** WORK TO BE COMPLETED **
Only the lines from the one containing "formatted like [1060,714]." to the end of the records belong in the output; print them exactly.

** RECORDS TO USE **
####
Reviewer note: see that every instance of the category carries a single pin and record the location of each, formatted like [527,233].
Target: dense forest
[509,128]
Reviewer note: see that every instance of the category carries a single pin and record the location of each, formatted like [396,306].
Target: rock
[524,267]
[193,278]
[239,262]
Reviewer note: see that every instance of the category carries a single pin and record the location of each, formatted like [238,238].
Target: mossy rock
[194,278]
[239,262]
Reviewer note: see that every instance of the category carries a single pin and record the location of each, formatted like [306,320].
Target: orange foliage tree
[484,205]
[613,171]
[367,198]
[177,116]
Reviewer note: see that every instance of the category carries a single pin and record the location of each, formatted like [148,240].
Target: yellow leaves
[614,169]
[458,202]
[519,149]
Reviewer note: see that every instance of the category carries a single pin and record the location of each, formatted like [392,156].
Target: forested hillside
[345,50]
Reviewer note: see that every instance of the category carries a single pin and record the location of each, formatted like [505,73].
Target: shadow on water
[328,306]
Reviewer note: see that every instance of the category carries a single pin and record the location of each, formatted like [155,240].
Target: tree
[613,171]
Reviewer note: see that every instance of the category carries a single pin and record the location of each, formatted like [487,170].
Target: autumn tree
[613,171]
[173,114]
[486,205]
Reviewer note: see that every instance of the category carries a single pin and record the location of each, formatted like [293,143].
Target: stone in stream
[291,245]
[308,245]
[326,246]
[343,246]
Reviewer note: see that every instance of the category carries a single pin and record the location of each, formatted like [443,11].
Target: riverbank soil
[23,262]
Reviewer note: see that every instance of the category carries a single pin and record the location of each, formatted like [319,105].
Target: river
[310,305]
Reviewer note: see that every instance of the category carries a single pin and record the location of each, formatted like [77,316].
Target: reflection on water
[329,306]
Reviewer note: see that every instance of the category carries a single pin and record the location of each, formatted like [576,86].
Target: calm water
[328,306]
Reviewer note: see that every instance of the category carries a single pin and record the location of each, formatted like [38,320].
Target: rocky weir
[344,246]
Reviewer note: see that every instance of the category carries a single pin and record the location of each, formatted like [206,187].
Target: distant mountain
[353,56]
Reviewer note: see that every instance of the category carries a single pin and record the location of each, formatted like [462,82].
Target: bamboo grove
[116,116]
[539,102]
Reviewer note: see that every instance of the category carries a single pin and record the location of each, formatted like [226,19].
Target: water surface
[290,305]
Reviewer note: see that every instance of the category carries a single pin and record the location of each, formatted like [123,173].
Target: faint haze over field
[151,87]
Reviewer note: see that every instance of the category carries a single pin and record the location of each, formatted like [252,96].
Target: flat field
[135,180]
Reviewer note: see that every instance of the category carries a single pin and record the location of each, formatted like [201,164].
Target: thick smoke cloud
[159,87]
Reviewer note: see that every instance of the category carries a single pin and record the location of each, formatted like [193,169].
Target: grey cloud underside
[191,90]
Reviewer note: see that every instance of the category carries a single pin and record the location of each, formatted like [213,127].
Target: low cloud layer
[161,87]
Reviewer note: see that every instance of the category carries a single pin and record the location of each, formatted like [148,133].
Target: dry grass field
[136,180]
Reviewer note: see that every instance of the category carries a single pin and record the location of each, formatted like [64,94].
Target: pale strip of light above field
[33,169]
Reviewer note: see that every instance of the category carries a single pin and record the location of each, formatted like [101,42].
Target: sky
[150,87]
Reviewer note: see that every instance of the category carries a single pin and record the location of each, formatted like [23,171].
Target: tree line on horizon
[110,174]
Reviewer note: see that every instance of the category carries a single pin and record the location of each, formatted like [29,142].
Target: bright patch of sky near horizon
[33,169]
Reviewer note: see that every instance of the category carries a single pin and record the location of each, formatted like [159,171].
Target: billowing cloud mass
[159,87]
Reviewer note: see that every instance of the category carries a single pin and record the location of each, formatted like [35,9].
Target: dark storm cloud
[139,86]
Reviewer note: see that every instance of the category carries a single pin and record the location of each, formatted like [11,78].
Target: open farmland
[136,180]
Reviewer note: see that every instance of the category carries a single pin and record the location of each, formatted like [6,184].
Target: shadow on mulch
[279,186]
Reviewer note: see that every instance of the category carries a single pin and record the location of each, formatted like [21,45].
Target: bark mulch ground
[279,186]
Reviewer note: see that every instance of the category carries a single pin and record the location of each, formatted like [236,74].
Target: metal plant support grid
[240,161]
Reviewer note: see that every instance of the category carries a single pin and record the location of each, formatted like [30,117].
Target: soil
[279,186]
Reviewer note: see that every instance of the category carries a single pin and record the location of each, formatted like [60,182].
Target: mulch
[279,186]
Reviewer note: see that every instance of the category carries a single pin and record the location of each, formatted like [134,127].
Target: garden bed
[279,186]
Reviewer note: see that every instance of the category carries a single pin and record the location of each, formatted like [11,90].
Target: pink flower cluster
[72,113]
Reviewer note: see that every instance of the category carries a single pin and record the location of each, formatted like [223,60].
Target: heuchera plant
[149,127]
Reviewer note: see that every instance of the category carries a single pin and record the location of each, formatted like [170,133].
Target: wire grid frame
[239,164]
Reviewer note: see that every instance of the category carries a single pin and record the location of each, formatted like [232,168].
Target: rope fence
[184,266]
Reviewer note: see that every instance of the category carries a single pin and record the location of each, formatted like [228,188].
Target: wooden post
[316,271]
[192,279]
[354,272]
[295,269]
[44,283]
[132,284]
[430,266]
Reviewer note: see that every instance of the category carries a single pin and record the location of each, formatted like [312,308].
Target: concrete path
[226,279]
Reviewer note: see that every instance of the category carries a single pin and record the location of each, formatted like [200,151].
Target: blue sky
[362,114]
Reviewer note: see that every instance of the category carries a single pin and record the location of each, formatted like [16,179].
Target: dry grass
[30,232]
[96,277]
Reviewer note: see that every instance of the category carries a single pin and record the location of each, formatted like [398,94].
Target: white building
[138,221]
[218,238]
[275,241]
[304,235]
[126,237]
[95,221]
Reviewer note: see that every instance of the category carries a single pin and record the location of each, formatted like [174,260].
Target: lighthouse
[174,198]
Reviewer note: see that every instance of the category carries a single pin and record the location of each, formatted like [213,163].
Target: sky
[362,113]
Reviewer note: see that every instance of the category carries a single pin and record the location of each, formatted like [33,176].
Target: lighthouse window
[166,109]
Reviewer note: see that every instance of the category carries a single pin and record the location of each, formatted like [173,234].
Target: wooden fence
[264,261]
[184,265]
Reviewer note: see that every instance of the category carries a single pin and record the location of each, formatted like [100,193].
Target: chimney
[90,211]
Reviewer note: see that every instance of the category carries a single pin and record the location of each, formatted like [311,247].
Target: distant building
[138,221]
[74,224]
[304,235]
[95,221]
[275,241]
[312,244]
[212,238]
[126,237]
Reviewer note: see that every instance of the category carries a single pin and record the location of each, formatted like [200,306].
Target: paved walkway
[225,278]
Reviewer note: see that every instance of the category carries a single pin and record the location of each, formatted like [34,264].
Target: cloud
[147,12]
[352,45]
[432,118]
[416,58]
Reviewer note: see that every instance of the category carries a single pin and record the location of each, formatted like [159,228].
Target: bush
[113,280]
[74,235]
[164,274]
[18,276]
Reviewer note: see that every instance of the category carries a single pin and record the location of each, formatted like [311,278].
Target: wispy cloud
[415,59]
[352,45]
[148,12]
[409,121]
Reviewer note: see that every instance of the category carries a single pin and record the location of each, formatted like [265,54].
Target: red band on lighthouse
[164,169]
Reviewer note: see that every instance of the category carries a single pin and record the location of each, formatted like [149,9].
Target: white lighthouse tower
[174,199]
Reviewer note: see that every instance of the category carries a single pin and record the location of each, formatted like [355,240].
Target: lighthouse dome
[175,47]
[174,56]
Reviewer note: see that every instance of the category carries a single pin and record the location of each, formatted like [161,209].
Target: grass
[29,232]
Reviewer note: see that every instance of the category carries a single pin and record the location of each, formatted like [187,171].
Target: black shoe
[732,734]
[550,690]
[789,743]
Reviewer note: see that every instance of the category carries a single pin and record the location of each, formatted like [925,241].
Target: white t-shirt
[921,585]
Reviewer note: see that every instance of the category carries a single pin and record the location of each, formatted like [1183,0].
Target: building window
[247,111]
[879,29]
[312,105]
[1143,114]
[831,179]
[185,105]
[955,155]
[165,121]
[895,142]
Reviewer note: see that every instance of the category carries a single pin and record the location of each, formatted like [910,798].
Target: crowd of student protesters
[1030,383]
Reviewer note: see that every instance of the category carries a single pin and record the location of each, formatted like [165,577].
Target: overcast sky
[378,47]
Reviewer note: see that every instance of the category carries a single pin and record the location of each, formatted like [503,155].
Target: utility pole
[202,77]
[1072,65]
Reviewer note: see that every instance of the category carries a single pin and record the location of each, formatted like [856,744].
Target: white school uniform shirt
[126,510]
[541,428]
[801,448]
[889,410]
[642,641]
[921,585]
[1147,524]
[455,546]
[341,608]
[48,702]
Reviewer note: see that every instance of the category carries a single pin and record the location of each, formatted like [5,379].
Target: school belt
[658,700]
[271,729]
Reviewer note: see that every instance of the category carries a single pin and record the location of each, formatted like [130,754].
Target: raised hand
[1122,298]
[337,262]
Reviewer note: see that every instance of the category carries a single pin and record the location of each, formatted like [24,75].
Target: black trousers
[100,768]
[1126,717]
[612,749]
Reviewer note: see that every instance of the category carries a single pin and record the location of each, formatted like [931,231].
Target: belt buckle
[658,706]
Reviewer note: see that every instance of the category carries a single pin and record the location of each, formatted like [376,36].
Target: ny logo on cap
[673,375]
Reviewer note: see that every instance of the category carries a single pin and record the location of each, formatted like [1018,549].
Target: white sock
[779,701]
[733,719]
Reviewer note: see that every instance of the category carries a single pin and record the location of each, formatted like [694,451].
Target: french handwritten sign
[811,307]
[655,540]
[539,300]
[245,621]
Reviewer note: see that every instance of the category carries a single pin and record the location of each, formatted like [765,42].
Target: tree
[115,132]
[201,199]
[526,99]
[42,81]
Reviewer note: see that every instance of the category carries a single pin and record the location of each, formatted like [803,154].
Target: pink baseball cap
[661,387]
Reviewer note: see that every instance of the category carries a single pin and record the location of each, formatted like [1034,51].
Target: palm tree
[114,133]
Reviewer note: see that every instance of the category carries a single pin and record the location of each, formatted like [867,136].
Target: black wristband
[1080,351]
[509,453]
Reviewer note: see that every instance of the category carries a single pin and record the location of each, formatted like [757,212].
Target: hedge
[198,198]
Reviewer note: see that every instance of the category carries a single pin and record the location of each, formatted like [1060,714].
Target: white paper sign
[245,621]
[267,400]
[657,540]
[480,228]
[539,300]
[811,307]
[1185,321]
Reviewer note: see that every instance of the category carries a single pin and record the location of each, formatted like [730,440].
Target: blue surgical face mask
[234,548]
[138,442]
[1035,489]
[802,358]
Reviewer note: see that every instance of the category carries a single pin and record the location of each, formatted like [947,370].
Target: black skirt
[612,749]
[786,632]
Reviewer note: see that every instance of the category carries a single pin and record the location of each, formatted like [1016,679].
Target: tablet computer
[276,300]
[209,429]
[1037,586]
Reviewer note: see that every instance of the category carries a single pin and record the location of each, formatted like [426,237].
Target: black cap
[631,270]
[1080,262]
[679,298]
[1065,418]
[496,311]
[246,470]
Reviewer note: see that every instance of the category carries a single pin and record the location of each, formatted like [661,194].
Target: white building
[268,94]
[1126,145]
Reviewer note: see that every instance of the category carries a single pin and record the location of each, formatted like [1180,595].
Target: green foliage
####
** RESPONSE TO THE EXERCISE **
Reviewer note: see that every instance of the category carries a single pin and record the location of each, formatted like [1060,714].
Target: white paper sign
[245,621]
[267,400]
[657,540]
[480,228]
[539,300]
[811,307]
[1185,321]
Reviewer note: see that every instance of the category carries a single pin and record the location of each, formatted like [730,440].
Target: blue surgical face mask
[234,548]
[138,442]
[1035,489]
[802,358]
Reviewer note: see that every instance of the category carries a single pin and record the location of each, formatted like [947,370].
Target: black skirt
[612,749]
[786,632]
Reviewer note: see that every instance of the category carries a single pin and record the location of each, formatted like [1016,679].
Target: tablet computer
[276,300]
[209,429]
[1037,586]
Reviewer note: see that every instance of the category carries a single pin and record the location of each, formatted like [426,237].
Target: black cap
[631,270]
[1080,262]
[679,298]
[1065,418]
[496,311]
[246,470]
Reviewer note: see that every instance of the category carries a single pin and record the location of each, formatted like [661,194].
Target: white building
[268,94]
[1126,145]
Reviewer note: see that every instance of the category carries a single pin and record the location of each, formatted like [1180,595].
Target: green foliage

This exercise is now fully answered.